■ WHAT TO WORK ON: Pull out every line of the items below that contains the string "inside".

■ TASK MATERIAL:
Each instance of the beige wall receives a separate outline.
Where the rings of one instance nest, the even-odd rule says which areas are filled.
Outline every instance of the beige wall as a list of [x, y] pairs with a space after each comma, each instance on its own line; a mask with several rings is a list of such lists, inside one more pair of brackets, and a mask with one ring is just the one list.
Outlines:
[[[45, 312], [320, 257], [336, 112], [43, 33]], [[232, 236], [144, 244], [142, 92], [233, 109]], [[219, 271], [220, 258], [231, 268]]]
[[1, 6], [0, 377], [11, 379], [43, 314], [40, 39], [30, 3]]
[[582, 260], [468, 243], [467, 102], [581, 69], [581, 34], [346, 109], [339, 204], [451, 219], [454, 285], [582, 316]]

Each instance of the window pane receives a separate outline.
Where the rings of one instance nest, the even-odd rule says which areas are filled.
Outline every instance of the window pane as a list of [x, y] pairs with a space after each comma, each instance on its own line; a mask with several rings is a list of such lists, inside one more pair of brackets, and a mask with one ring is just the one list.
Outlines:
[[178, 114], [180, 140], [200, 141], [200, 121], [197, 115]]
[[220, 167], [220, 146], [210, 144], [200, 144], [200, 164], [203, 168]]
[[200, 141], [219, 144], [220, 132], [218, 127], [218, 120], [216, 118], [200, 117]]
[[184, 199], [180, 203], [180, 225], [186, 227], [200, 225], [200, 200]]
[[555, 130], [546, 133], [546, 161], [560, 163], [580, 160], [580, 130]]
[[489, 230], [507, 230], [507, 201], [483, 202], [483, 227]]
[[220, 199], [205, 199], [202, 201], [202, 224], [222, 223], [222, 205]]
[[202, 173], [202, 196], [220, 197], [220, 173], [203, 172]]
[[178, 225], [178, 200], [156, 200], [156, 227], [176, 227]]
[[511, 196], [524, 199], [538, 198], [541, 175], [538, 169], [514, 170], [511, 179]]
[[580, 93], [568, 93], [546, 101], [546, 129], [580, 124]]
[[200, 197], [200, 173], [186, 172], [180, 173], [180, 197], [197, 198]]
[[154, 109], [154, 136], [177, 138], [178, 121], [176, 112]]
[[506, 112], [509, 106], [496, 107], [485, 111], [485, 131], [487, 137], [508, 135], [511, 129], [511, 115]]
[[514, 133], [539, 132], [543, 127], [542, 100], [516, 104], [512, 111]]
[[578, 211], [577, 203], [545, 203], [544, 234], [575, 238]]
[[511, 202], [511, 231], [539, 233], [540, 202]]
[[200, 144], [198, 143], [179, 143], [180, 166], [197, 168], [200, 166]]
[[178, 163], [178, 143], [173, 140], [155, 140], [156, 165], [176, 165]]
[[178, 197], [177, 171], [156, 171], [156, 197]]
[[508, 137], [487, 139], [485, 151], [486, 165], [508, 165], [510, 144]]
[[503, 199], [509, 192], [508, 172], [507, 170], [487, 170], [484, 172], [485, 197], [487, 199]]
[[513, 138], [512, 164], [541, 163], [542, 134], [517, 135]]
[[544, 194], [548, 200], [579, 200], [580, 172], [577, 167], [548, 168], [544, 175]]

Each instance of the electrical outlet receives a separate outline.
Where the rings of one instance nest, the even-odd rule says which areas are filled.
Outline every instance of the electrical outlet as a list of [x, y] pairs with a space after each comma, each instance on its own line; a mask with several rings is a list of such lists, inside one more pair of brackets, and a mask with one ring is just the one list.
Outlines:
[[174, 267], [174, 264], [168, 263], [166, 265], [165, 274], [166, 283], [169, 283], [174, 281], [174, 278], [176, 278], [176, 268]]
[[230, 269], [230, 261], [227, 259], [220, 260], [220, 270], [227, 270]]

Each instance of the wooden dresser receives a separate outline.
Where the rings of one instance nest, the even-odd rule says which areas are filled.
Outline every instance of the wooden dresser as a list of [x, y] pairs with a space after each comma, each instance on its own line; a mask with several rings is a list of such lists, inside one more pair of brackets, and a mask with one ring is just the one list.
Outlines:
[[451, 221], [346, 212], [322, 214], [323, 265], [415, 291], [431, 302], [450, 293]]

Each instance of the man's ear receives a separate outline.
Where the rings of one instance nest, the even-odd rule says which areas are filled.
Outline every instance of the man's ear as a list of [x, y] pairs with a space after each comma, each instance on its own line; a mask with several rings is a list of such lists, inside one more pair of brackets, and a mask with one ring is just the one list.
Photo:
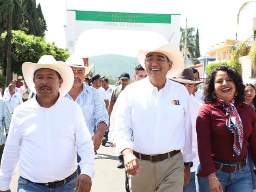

■ REPLY TO THE TASK:
Outline every instance of the beige wall as a list of [x, y] pairs with a space after each comma, each instance on its own line; a mask with several rings is a list of such lists, inside one more pair of brackets, and a mask with one ring is just the one list.
Outline every instance of the window pane as a list of [x, y] pairs with a space after each comma, each instance on its own line; a mask with several rings is a list of such lists, inside one more pair of brackets, and a mask with one ring is just the one list.
Outline every instance of the electrical outlet as a list of [x, y] pairs with a space after each comma, each instance on its own line; a mask with several rings is a list of such lists, inside one more pair of brackets, and a mask with one ring is just the one list.
Outline every instance of the wooden dresser as a list of [x, y] pairs with a space after each comma, each instance on its own line; a mask with several rings is a list of such lists, inside one more pair of brackets, and a mask with one ring is just the one list.
Outline every instance of the man's ear as a list of [x, y] pairs with a space after each comma, each instance on its own line; a mask with several rings is a list of such lists, inside one more pair of brackets, and a mask with one ring is just the one list.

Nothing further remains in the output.